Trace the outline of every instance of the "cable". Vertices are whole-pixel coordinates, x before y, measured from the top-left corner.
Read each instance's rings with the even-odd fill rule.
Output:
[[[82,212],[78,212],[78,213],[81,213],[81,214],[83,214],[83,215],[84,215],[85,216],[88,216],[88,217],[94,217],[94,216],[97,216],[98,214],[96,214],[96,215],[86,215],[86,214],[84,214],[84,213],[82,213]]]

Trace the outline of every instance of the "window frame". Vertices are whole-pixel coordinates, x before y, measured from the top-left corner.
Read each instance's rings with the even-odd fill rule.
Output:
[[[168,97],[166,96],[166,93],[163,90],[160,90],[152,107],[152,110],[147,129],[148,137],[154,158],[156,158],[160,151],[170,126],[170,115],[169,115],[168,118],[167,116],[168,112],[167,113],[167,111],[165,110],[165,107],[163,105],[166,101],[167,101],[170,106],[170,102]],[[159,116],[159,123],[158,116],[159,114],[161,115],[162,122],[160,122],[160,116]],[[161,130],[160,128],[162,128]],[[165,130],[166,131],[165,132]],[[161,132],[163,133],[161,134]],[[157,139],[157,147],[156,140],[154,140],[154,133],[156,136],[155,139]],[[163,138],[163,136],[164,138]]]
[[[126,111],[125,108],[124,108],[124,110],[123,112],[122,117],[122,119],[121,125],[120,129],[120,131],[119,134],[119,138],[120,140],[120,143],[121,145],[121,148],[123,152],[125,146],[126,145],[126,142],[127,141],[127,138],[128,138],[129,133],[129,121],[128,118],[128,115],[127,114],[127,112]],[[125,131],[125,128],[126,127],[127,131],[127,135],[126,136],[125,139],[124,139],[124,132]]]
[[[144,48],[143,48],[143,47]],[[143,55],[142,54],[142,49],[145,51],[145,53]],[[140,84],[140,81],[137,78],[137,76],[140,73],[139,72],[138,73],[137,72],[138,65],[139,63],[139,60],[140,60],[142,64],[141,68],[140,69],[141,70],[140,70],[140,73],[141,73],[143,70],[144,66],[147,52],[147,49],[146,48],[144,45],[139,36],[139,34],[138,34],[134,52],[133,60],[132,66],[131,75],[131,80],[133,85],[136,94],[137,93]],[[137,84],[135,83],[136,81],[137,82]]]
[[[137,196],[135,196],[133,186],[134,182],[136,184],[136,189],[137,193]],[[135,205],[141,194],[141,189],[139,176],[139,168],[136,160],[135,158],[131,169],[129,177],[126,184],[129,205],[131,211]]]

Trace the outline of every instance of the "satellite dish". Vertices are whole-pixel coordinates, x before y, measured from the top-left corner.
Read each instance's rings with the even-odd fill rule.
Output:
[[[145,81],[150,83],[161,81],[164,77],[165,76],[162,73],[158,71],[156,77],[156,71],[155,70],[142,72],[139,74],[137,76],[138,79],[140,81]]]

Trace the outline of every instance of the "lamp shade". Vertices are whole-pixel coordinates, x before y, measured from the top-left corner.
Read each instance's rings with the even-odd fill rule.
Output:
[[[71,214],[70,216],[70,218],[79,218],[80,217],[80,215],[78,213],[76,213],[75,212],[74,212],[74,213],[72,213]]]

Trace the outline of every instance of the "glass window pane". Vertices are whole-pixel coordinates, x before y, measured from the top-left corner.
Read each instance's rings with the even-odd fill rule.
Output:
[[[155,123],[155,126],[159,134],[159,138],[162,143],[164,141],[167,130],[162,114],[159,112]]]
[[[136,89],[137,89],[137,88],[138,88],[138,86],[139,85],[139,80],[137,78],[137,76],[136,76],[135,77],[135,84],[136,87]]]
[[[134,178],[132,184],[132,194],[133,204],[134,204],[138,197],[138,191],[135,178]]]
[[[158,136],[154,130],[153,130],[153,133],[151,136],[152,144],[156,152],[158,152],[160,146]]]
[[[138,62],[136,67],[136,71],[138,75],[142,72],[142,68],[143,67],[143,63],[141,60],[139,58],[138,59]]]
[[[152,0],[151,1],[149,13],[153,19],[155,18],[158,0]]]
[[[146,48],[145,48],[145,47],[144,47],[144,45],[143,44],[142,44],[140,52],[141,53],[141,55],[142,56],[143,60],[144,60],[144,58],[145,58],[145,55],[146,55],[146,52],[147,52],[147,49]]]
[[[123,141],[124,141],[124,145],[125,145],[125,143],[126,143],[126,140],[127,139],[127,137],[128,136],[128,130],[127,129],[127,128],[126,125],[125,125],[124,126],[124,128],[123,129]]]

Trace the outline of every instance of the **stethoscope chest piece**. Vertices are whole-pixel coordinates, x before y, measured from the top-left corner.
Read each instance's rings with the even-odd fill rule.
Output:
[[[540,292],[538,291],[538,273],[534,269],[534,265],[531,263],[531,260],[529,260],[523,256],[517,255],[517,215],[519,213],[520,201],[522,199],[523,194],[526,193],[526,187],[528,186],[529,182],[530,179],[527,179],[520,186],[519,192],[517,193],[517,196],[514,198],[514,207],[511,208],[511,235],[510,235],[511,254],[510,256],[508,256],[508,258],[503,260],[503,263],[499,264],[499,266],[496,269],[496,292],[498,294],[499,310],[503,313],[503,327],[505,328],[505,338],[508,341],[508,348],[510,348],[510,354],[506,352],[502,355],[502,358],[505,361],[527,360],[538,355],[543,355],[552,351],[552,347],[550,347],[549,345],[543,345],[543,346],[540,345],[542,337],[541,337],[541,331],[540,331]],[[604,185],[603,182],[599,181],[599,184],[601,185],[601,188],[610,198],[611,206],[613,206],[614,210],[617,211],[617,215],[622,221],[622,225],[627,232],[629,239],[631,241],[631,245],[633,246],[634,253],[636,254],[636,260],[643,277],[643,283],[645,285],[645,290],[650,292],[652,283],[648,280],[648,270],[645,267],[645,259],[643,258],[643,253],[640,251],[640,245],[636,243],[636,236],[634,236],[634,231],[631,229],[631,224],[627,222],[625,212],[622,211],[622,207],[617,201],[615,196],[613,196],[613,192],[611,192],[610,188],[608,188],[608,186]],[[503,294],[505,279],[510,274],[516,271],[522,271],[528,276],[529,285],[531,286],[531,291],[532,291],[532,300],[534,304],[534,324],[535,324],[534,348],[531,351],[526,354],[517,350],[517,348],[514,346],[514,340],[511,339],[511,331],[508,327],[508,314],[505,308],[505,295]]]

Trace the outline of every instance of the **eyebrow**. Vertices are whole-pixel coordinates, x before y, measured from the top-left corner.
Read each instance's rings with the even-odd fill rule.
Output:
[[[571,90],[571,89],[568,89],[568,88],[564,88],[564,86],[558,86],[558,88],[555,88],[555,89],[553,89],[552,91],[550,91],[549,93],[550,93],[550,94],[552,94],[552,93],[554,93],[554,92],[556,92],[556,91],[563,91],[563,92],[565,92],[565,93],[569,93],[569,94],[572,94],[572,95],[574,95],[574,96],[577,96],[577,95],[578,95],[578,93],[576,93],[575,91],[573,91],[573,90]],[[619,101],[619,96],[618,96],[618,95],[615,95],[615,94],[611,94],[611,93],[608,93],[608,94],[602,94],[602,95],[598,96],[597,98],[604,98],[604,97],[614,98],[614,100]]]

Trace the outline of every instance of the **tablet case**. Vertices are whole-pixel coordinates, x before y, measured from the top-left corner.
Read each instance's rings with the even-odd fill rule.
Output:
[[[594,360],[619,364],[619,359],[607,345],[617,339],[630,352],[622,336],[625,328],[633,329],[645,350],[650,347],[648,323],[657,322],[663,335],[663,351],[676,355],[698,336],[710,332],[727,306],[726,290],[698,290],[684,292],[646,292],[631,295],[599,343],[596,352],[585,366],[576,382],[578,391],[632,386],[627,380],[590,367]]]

▶ **Written instruction**
Above are the records; copy exactly the lines from the one with "Trace the outline of every instance of the **tablet" through the final line.

▶ **Complete output**
Trace the outline of every instance of the **tablet case**. Vertices are whole-pixel coordinates, x before y, measured from the top-left corner.
Read each instance's rings with the even-odd fill rule.
Output:
[[[594,360],[619,364],[619,359],[607,345],[617,339],[630,352],[622,336],[625,328],[633,329],[645,350],[650,347],[648,323],[657,322],[663,335],[663,351],[676,355],[698,336],[710,332],[727,306],[726,290],[698,290],[684,292],[646,292],[631,295],[599,343],[596,352],[585,366],[576,382],[578,391],[632,386],[627,380],[590,367]]]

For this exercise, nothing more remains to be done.